• TEXT PASSAGE
+++

I have been reacquainting myself with ‘The Basics’. I often end up thinking about them, these things that make up the scaffolding of my life. Because I am regularly and entirely undone, set back, stopped still, I have to return to their idea and their practicality over and over. It’s been a bad couple of weeks. Back to The Basics again, then.
There are some basics that are as predictable and dull as old carpet. I sit and write out a list of food. I shape that food into meals, like a potter returning to work after a long break, remembering that yes, this is how food is supposed to be and how it’s supposed to feel: good like this, whole. The day begins to find its nutritional rhythm again. I look up into the mirror, self-consciously touching and taming forgotten-about hair and skin, reaching for the dusty bottles on my dressing table. I make my bed. I mop up the spillage of whatever bad habits I’ve been feeding on, put things away, begin again.
What is interesting about the basics is that mine will not be the same as yours and even mine often change, shrinking and expanding. I must do a reassessment and be honest. It takes a lot of digging and discarding to find the pure essentials in the muddle of everything else that could be and should be done. But in the middle of awareness and trial and error and getting it all wrong, I do find them: these shining things that genuinely underpin my life. They are often surprising, sometimes annoying. “This? Really? Must I really do this?” Yes.
Writing is one for me. If I’m not forming words on the page each day, looping slowly across my journal, I begin to disintegrate. In coming back to that slow act, even just a few words scrawled whilst barely upright, I come back to myself. Much to my dismay, keeping my house clean seems to be A Basic too. I spent years denying it, but moving slowly, putting my hands to the surfaces and substances of my house and life, reading it like braille (“what do you need? what has changed?”), clearing, tidying, wiping, tending - I need to do it as fundamentally as I need to care for my own body and child. Returning to the basics always involves that too, then; divvying up the house into sections and needs that I can return to one at a time, even if my efforts are a token and incomplete at best. Just that rhythm of care, of returning to the goodness of things that are not me - “yes, this matters, you matter - this life of my mine, my home.” That is a basic to me.
Meditation, too. Ten minutes, no excuses. Back to it. Some days I hate how much it helps, how much I depend on it to stay feeling sane. Other days, returning, I weep as I sit, feeling something like bliss, so grateful to have this steady place to keep coming back to. The basic act of returning to sit outside for a few minutes has a similar, deeper effect.
Routine is another one that I both resent and cling to. I am undone without it, boneless, lost. The basics for me means orientating myself in time and that means dividing up the day again and sticking to strict timings. Clocks, timers, discipline. I guess some people would call it pacing. For me it’s more fundamental than that. It’s how I exist at all. It is in routine that achievement sneaks back, sly and steady, and then yes, I can see it: I’m living again. I really am.

+++

• SUPPLIED INFORMATION

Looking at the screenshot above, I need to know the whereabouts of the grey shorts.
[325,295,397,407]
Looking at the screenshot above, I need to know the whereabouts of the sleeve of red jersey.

+++

• REQUIRED WORK
1. In the essay about the basics, how long does the writer meditate?
2. Decide whether each statement agrees with the essay about the basics, answering yes or no and quoting the words that settle it.
(a) Making the bed is one of the writer's basics.
(b) The writer believes their basics are the same as other people's.
(c) The writer always accepted that keeping the house clean was a basic.
3. Please list every practice the writer of the essay about the basics explicitly names as one of their own basics, with wording such as "one for me", "too" or "another one".
Answer from the essay about the basics alone, not from the material.

• TASK-BY-TASK SOLUTIONS
1. Ten minutes.

2.
(a) Yes: "I make my bed."
(b) No: "mine will not be the same as yours"
(c) No: "I spent years denying it"

3.
- Writing
- Keeping the house clean
- Meditation
- Routine